WHAT IS NEEDED
Copy the part of the research summary on PACAP and astrocytic glutamate release from "In Aim 1, we" to "other than Sxc." word for word.

EXCERPT
----
Dysregulation of glutamate signaling is a core component of the pathological basis of drug addiction involving cocaine and many other substances. Recent progress in neuroscience and other fields clearly establishes that the molecular and cellular basis of glutamate-encoded signaling is vastly more complex than previously recognized. In particular, it is becoming increasingly evident that astrocytes, which are among the most abundant cells in the human brain, release glutamate to produce complex regulation over neural circuit activity. This novel form of glutamate-encoded intercellular signaling may be critical to understanding the pathological glutamate produced by long-term drug use since astrocytic glutamate release mechanisms, such as system xc- (Sxc), are altered by cocaine. While these discoveries raise numerous questions that may be essential in understanding glutamate signaling in the human brain, this proposal will focus on the question, how do neurons regulate glutamate release from astrocytes to control neural network activity and behaviors relevant to cocaine addiction. We will test the hypothesis that this is achieved by the actions of the neuropeptide pituitary adenylate cyclase-activating polypeptide (PACAP), which we believe to be an unrecognized component of glutamate signaling in the nucleus accumbens (NAc). In support, we have found that A) PACAP mRNA is expressed in NAc afferents, B) PACAP receptors are expressed in NAc astrocytes and neurons projecting to the substantia nigra (SN) but not the ventral pallidum (VP), C) PACAP stimulates glutamate release from astrocytes by increasing the activity of system xc- (Sxc), D) PACAP application depresses eEPSCs in NAc medium spiny neurons (MSNs) projecting to the substantia nigra (SN) but not the ventral pallidum, and E) intra-NAc micro-infusion of PACAP blocks cocaine reinstatement. In this proposal, we will test the hypothesis that PACAP is a neuropeptide that regulates glutamate release from astrocytes and glutamate receptors on neurons to provide a novel form of pathway-specific regulation of NAc efferent pathways.
In Aim 1, we will examine the molecular basis of PACAP-induced increases in Sxc activity and determine whether Sxc regulation is necessary for PACAP to depress eEPSCs in NAc-SN MSNs and block cocaine reinstatement. In this aim, we will also examine if PACAP increases glutamate from astrocytic release mechanisms other than Sxc.
----
DATA FOR ANALYSIS
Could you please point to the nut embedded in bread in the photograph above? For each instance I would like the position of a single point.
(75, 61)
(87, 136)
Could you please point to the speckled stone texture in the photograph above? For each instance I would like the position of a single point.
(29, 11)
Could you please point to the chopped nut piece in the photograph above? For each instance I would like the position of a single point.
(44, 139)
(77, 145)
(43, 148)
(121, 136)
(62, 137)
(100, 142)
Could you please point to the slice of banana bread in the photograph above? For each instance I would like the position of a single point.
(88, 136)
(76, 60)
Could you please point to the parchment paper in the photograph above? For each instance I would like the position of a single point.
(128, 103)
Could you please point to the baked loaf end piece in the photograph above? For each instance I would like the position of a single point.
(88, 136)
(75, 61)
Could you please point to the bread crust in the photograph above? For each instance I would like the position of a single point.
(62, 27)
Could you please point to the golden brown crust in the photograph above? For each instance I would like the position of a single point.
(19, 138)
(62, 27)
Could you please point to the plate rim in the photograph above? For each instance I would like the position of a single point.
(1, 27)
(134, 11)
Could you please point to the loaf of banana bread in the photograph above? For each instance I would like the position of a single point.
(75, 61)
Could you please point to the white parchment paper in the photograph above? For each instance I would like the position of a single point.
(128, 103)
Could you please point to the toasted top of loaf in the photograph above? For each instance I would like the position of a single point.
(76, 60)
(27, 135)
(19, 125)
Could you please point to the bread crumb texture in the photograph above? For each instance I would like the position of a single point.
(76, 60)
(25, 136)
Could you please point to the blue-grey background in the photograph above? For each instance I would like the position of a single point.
----
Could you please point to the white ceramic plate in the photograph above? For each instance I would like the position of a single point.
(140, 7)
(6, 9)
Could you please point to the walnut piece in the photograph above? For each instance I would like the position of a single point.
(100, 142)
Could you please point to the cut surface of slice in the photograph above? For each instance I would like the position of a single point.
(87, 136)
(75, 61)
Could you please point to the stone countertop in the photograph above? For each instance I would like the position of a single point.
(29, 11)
----
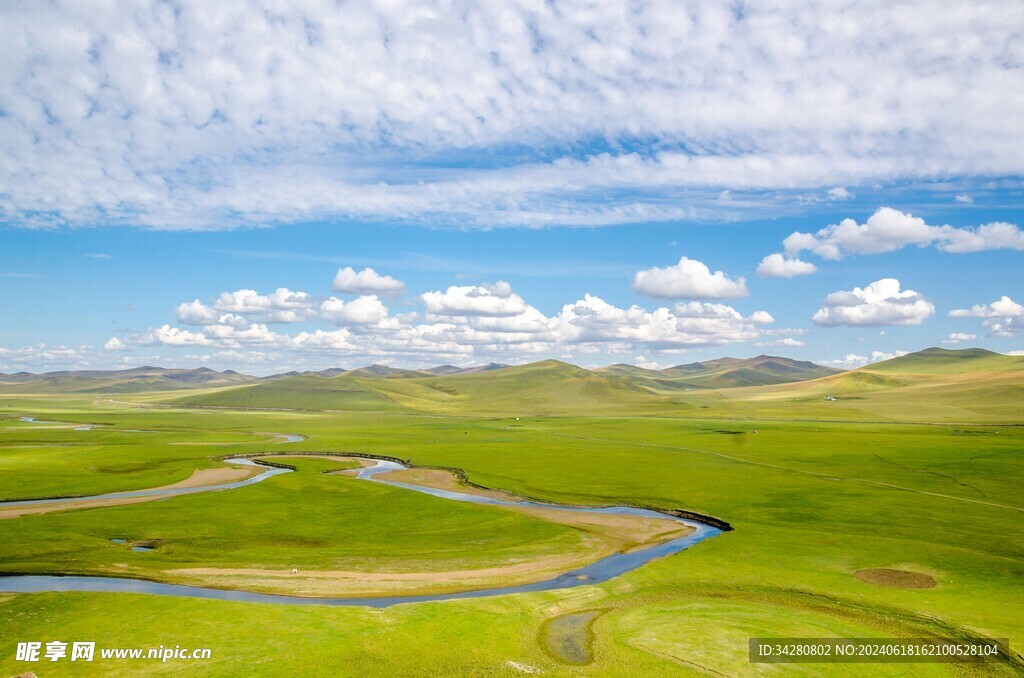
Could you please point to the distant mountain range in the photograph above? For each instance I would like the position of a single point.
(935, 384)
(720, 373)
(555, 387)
----
COMPLETED EXERCISE
In Aim 1, we will examine the molecular basis of PACAP-induced increases in Sxc activity and determine whether Sxc regulation is necessary for PACAP to depress eEPSCs in NAc-SN MSNs and block cocaine reinstatement. In this aim, we will also examine if PACAP increases glutamate from astrocytic release mechanisms other than Sxc.